* OBJECTIVE
Reproduce the entries exactly.

[Stored items from a collection]
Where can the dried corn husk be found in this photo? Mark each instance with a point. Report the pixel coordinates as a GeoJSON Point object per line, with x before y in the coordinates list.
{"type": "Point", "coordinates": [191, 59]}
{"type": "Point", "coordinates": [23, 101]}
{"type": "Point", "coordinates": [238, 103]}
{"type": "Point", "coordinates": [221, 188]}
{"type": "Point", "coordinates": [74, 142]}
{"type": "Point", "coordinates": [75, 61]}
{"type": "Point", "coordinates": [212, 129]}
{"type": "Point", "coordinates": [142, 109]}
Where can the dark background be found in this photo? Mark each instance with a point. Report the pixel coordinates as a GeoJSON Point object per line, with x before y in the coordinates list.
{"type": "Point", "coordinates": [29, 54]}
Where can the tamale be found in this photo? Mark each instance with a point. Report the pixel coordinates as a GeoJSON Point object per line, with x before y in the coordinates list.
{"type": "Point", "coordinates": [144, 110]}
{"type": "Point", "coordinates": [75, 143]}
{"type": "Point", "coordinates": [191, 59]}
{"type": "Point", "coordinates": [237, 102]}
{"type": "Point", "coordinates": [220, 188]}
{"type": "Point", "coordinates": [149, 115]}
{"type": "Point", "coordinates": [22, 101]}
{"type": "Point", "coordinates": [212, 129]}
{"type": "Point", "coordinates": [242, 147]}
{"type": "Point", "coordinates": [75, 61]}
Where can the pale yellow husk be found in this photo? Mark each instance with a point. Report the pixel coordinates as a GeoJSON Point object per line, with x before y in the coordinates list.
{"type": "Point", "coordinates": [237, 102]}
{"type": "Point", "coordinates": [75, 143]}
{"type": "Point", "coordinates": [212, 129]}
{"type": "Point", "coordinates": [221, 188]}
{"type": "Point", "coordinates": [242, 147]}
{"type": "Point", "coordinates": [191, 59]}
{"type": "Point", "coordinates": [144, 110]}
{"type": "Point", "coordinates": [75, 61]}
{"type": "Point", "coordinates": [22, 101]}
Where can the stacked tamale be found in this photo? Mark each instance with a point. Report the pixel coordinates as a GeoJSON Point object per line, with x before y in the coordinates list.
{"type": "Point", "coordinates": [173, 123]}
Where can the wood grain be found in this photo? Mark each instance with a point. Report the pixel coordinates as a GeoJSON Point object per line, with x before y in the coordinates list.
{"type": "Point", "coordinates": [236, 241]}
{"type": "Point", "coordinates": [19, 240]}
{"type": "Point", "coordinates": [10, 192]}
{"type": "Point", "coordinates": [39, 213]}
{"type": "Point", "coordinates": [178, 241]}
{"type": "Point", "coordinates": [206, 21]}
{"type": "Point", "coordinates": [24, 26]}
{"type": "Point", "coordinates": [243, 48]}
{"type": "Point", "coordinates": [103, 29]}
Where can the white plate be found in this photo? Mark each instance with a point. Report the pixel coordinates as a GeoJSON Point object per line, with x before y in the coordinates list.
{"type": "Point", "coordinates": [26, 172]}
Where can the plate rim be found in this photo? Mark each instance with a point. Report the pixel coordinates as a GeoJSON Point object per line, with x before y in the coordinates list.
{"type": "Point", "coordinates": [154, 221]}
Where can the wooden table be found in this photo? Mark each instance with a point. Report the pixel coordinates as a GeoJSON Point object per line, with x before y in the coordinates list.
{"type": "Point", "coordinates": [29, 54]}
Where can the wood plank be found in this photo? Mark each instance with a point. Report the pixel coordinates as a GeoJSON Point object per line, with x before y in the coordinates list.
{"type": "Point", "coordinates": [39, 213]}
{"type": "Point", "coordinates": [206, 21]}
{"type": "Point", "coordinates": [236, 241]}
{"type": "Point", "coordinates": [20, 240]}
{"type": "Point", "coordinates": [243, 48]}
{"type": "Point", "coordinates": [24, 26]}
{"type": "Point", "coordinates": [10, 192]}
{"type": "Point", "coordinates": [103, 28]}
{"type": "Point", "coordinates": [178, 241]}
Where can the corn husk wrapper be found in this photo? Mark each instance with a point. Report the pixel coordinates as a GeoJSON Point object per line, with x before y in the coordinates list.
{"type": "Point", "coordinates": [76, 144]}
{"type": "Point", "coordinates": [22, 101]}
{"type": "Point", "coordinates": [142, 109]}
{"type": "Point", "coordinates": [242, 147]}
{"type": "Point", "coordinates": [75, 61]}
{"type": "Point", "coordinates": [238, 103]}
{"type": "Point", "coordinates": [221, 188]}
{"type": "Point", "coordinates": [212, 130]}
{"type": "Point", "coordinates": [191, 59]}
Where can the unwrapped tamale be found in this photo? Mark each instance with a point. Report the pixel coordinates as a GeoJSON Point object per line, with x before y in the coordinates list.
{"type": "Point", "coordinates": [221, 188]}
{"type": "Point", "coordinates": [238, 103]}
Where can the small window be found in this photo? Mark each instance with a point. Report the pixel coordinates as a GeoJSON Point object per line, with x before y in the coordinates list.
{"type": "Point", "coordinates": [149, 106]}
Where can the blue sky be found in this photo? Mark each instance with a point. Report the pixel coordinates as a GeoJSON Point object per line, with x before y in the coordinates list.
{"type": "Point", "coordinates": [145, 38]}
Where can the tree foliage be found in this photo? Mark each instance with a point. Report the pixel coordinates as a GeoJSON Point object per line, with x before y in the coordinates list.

* FINISHED ANSWER
Where can the dried corn husk be found in this photo? Mark each instance with a point. Report the pixel coordinates as a GeoJSON Point object per line, with x before y in the coordinates list.
{"type": "Point", "coordinates": [191, 59]}
{"type": "Point", "coordinates": [23, 101]}
{"type": "Point", "coordinates": [238, 103]}
{"type": "Point", "coordinates": [221, 188]}
{"type": "Point", "coordinates": [74, 142]}
{"type": "Point", "coordinates": [75, 61]}
{"type": "Point", "coordinates": [212, 129]}
{"type": "Point", "coordinates": [142, 109]}
Where can the dark background be found in this photo? Mark each instance with a point. Report the pixel coordinates as a GeoJSON Point object per line, with x before y in the coordinates list.
{"type": "Point", "coordinates": [29, 54]}
Where can the tamale be found in this photo? Mark each instance with a point. Report the pixel coordinates as a GeoJSON Point object per line, with x before y in the coordinates list.
{"type": "Point", "coordinates": [144, 110]}
{"type": "Point", "coordinates": [75, 143]}
{"type": "Point", "coordinates": [191, 59]}
{"type": "Point", "coordinates": [237, 102]}
{"type": "Point", "coordinates": [220, 188]}
{"type": "Point", "coordinates": [149, 115]}
{"type": "Point", "coordinates": [22, 101]}
{"type": "Point", "coordinates": [212, 129]}
{"type": "Point", "coordinates": [242, 147]}
{"type": "Point", "coordinates": [75, 61]}
Where can the pale yellow husk be found in this photo? Mark each instance with a point. Report the pixel coordinates as a GeoJSON Point object per line, with x before y in the coordinates list.
{"type": "Point", "coordinates": [237, 102]}
{"type": "Point", "coordinates": [75, 143]}
{"type": "Point", "coordinates": [212, 129]}
{"type": "Point", "coordinates": [221, 188]}
{"type": "Point", "coordinates": [242, 147]}
{"type": "Point", "coordinates": [191, 59]}
{"type": "Point", "coordinates": [144, 110]}
{"type": "Point", "coordinates": [75, 61]}
{"type": "Point", "coordinates": [22, 101]}
Where can the stacked tamale be found in this photo? Mark each instance with a point. Report the pixel coordinates as a GeoJSON Point object per line, with x before y in the coordinates list.
{"type": "Point", "coordinates": [173, 123]}
Where can the wood grain be found in this photo? Mark each instance with a point. Report the pixel coordinates as a GeoJSON Point object per line, with x before y in the coordinates list.
{"type": "Point", "coordinates": [236, 241]}
{"type": "Point", "coordinates": [19, 240]}
{"type": "Point", "coordinates": [10, 192]}
{"type": "Point", "coordinates": [39, 213]}
{"type": "Point", "coordinates": [178, 241]}
{"type": "Point", "coordinates": [206, 21]}
{"type": "Point", "coordinates": [24, 26]}
{"type": "Point", "coordinates": [243, 48]}
{"type": "Point", "coordinates": [103, 29]}
Where can the white plate be found in this photo? Mark each instance with a point. Report the pixel coordinates as a GeoJSON Point object per line, with x before y in the coordinates list.
{"type": "Point", "coordinates": [26, 172]}
Where can the plate rim be found in this photo? Mark each instance with a point. Report the pixel coordinates as a GeoJSON Point object per line, with x before y in the coordinates list.
{"type": "Point", "coordinates": [154, 221]}
Where can the wooden table be found in this photo? Mark each instance with a point. Report the pixel coordinates as a GeoJSON Point object per line, with x before y in the coordinates list.
{"type": "Point", "coordinates": [29, 54]}
Where can the wood plank be found in this photo? Mark each instance with a point. Report the pixel coordinates as a GeoJSON Point object per line, with x before y in the coordinates list.
{"type": "Point", "coordinates": [39, 213]}
{"type": "Point", "coordinates": [206, 21]}
{"type": "Point", "coordinates": [236, 241]}
{"type": "Point", "coordinates": [20, 240]}
{"type": "Point", "coordinates": [243, 48]}
{"type": "Point", "coordinates": [24, 26]}
{"type": "Point", "coordinates": [10, 192]}
{"type": "Point", "coordinates": [103, 28]}
{"type": "Point", "coordinates": [178, 241]}
Where can the corn husk wrapper be found in this photo? Mark each instance with a point. Report the pixel coordinates as a GeoJSON Point object per line, with x before y in the coordinates list.
{"type": "Point", "coordinates": [76, 144]}
{"type": "Point", "coordinates": [22, 101]}
{"type": "Point", "coordinates": [142, 109]}
{"type": "Point", "coordinates": [242, 147]}
{"type": "Point", "coordinates": [75, 61]}
{"type": "Point", "coordinates": [238, 103]}
{"type": "Point", "coordinates": [221, 188]}
{"type": "Point", "coordinates": [212, 130]}
{"type": "Point", "coordinates": [191, 59]}
Where can the unwrapped tamale be found in this photo? Mark each instance with a point. Report the pixel coordinates as a GeoJSON Point object per line, with x before y in the coordinates list.
{"type": "Point", "coordinates": [221, 188]}
{"type": "Point", "coordinates": [238, 103]}
Where can the small window be found in this photo? Mark each instance with a point. Report the pixel coordinates as a GeoJSON Point object per line, with x before y in the coordinates list.
{"type": "Point", "coordinates": [149, 106]}
Where can the blue sky be found in this photo? Mark each instance with a point. Report the pixel coordinates as a GeoJSON Point object per line, with x before y in the coordinates list.
{"type": "Point", "coordinates": [145, 38]}
Where can the tree foliage be found in this photo? Mark each instance with a point. Report the pixel coordinates as a GeoJSON Point object per line, with x before y in the coordinates list.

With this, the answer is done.